[Data drawn from a collection]
···

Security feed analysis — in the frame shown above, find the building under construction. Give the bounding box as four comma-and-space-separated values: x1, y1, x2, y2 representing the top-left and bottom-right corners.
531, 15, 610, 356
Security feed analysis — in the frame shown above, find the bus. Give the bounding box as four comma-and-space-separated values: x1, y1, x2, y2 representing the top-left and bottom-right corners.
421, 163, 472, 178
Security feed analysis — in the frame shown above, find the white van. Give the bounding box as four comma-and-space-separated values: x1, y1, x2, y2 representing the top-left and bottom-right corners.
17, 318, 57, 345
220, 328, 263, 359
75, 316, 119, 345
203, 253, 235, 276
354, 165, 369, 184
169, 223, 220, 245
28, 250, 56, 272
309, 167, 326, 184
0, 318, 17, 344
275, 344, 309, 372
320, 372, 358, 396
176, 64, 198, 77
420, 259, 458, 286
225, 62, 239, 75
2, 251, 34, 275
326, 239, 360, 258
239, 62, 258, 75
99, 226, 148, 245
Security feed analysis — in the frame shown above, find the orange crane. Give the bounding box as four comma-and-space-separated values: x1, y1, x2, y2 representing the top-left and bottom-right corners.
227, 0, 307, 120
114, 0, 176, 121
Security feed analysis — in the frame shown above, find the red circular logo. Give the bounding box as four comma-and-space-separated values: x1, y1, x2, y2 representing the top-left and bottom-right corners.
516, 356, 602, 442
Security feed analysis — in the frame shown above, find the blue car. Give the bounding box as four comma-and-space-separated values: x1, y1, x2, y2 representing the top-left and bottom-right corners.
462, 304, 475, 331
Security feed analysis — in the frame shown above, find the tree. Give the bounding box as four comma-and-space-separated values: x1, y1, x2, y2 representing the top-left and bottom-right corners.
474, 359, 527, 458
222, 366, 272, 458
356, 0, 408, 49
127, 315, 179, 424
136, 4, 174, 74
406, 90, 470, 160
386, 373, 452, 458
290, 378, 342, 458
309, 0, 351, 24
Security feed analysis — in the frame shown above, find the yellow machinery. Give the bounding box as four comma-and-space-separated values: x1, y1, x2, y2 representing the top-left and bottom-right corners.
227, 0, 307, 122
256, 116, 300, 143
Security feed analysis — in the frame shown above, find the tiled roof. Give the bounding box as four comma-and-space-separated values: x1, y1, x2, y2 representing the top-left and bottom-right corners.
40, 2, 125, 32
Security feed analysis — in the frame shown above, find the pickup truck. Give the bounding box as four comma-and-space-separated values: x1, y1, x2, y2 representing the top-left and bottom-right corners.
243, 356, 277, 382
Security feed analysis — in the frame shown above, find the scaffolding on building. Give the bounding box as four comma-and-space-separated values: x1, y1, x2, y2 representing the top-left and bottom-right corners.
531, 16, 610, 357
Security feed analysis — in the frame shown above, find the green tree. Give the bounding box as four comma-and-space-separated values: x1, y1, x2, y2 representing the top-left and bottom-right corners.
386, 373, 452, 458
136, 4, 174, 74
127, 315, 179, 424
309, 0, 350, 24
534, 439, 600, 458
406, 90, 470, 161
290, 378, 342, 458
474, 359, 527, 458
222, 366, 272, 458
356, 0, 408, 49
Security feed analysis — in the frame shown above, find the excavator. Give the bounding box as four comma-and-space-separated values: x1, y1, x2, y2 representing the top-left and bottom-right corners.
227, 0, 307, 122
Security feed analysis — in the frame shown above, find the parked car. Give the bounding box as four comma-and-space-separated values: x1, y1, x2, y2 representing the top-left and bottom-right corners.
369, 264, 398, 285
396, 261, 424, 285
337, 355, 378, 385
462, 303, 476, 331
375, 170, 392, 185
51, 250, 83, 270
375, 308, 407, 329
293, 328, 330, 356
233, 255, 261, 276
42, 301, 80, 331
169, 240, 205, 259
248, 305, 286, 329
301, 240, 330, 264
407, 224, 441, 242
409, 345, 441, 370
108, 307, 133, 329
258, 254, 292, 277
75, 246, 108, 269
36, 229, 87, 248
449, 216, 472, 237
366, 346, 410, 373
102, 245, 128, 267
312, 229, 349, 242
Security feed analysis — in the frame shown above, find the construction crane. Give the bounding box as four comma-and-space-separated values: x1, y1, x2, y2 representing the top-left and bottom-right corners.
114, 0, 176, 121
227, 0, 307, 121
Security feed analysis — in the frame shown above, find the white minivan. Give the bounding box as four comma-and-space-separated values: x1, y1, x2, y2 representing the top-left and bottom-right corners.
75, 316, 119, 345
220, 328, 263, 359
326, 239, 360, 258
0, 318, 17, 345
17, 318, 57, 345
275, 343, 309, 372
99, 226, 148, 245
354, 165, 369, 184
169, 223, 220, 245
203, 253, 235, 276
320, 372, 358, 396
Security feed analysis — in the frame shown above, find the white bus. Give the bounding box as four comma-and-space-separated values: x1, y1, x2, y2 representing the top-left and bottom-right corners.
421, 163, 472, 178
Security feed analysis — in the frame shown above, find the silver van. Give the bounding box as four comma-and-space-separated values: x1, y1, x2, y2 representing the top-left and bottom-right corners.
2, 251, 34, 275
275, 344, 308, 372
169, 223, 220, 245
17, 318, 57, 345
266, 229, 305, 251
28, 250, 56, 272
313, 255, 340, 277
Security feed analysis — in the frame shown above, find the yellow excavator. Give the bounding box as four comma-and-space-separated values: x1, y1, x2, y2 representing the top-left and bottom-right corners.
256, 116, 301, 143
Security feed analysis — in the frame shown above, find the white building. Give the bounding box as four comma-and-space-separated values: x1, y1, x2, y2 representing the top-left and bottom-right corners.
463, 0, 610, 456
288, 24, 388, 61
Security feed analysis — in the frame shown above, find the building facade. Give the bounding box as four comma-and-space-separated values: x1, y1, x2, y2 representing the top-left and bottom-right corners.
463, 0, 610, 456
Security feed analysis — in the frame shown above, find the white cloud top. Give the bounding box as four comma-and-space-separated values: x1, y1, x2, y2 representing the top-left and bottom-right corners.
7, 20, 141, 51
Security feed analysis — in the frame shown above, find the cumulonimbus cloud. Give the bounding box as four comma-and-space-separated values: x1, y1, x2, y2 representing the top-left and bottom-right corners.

···

Objective | Reproduce all the items above, replacing "Security feed analysis" with "Surveillance footage review" and leaving everything else the same.

The output |
Surveillance footage review — in the frame shown above, find the building under construction. Give the bounding box as four comma-and-space-separated values: x1, y1, x2, y2 representing the top-left and bottom-right corners.
531, 15, 610, 356
Surveillance footage review — in the frame shown above, find the bus. Give the bounding box as four comma-and-space-separated values: x1, y1, x2, y2 representing the top-left and bottom-right corners.
421, 163, 472, 178
Surveillance footage review — in the frame shown above, find the white van. Give the bounding box as four comma-and-space-separated values: x1, y1, x2, y2 representing the top-left and bottom-right corners.
17, 318, 57, 345
220, 328, 263, 359
75, 316, 119, 345
203, 253, 235, 276
354, 165, 369, 184
169, 223, 220, 245
28, 250, 56, 272
309, 167, 326, 184
0, 318, 17, 344
275, 344, 309, 372
320, 372, 358, 396
176, 64, 198, 77
420, 259, 458, 286
225, 62, 239, 75
2, 251, 34, 275
326, 239, 360, 258
239, 62, 258, 75
99, 226, 148, 245
Surveillance footage review — in the frame shown above, find the orange crane. Give the bounding box as four comma-and-space-separated values: x1, y1, x2, y2 representing the top-left and bottom-right corners.
227, 0, 307, 120
114, 0, 176, 121
Surveillance footage review — in the frame shown above, find the red circular logo. Give the bounding box as four comma-and-space-separated values: x1, y1, x2, y2 representing the top-left and bottom-right corners.
516, 356, 602, 442
Surveillance footage review — in the frame shown above, find the blue car. Give the bounding box as four comma-and-space-separated values: x1, y1, x2, y2 representing the top-left and bottom-right corners.
462, 304, 475, 331
Surveillance footage review — in the frame shown above, find the tree. Give the bounding box as four comma-and-space-separated values: x1, y1, x2, y2 representing the top-left and bottom-right corners.
474, 359, 527, 458
222, 366, 272, 458
356, 0, 408, 49
127, 315, 179, 424
136, 4, 174, 74
406, 90, 470, 160
386, 373, 452, 458
290, 378, 342, 458
309, 0, 351, 24
Surveillance footage review — in the frame shown above, find the yellow machinery. Give the bounding box as four comma-and-space-separated values: x1, y1, x2, y2 representing the top-left and bottom-right corners.
227, 0, 307, 122
256, 116, 300, 143
Surveillance footage review — in the frame shown above, find the tiled roof. Give the bounding box as four comma-and-space-separated values: x1, y1, x2, y2 representing the top-left and bottom-right corners.
40, 2, 125, 32
Surveillance footage review — in the frame shown above, find the pickup truck. Give the bounding box as four comma-and-space-separated values: x1, y1, x2, y2 representing the top-left and bottom-right corners.
243, 356, 277, 382
Surveillance footage review — in the frame shown above, find the scaffolding on building. Give the bounding box as four comma-and-space-separated values: x1, y1, x2, y2 representing the top-left and bottom-right corners.
531, 16, 610, 357
Surveillance footage review — in the frame shown above, find the green tree. Give the bounding box as four comma-and-space-separated values: x1, y1, x2, y2 representing the top-left and bottom-right corners.
386, 373, 452, 458
136, 4, 174, 74
127, 315, 179, 424
309, 0, 350, 24
534, 439, 600, 458
406, 90, 470, 161
290, 378, 342, 458
474, 359, 527, 458
222, 366, 272, 458
356, 0, 408, 49
Surveillance footage review — in the frame shown above, find the excavator. Give the bounding box as four comma-and-space-separated values: x1, y1, x2, y2 representing the top-left and bottom-right corners.
227, 0, 307, 122
Surveillance footage review — in the frame shown above, find the parked car. Give the bounding box as four comma-and-space-separated values: x1, y1, x2, y2 representing the top-left and bottom-right corners.
369, 264, 398, 285
396, 261, 424, 285
337, 355, 378, 385
462, 303, 476, 331
375, 170, 392, 185
51, 250, 83, 270
375, 308, 407, 329
293, 328, 330, 356
233, 255, 261, 276
42, 301, 80, 331
169, 240, 205, 259
248, 305, 286, 329
301, 240, 330, 264
407, 224, 441, 242
409, 345, 441, 370
108, 307, 133, 329
258, 254, 292, 277
75, 246, 108, 269
36, 229, 87, 248
449, 216, 472, 237
366, 346, 410, 373
102, 245, 128, 267
312, 229, 349, 242
Surveillance footage review — in the frame shown above, find the construction crane. Give the bounding box as four comma-and-space-separated values: x1, y1, x2, y2 representing the top-left and bottom-right corners.
114, 0, 176, 121
227, 0, 307, 121
Surveillance footage review — in the frame shown above, find the white minivan. Give the bounding box as four comma-and-space-separated values: x1, y1, x2, y2 representing the top-left and bottom-right corners.
75, 316, 119, 345
220, 328, 263, 359
326, 239, 360, 258
0, 318, 17, 345
17, 318, 57, 345
275, 343, 309, 372
99, 226, 148, 245
354, 165, 369, 184
169, 223, 220, 245
203, 253, 235, 276
320, 372, 358, 396
Surveillance footage review — in the frame shown above, find the white bus. Give the bounding box as four comma-and-space-separated values: x1, y1, x2, y2 representing the top-left and bottom-right corners.
421, 163, 472, 178
Surveillance footage review — in the frame shown above, find the silver van. Give the bounding box as four comma-and-space-separated values: x1, y1, x2, y2 representing the top-left and bottom-right corners.
2, 251, 34, 275
275, 344, 308, 372
169, 223, 220, 245
17, 318, 57, 345
266, 229, 305, 251
28, 250, 56, 272
313, 255, 340, 277
Surveillance footage review — in the frame shown above, find the yellow excavator. Give the bounding box as four comma-and-space-separated values: x1, y1, x2, y2 representing the top-left and bottom-right corners.
256, 116, 301, 143
Surveillance footage review — in the frame shown above, find the white building. Give the bounding box as four comma-and-space-separated values: x1, y1, x2, y2 representing the top-left and bottom-right corners.
463, 0, 610, 456
288, 24, 388, 61
Surveillance footage review — in the frame shown above, find the building facade. Give the bounding box as four comma-and-space-separated values: x1, y1, x2, y2 representing the top-left and bottom-right corners.
463, 0, 610, 456
Surveillance footage review — in the frame shown above, find the white cloud top. Give the bounding box as four comma-and-space-separated values: x1, y1, x2, y2 representing the top-left and bottom-right corners.
7, 20, 141, 51
Surveillance footage review — in the frame shown above, find the cumulonimbus cloud. Give the bounding box as four comma-and-space-separated values: x1, y1, x2, y2 representing the top-left and bottom-right corners.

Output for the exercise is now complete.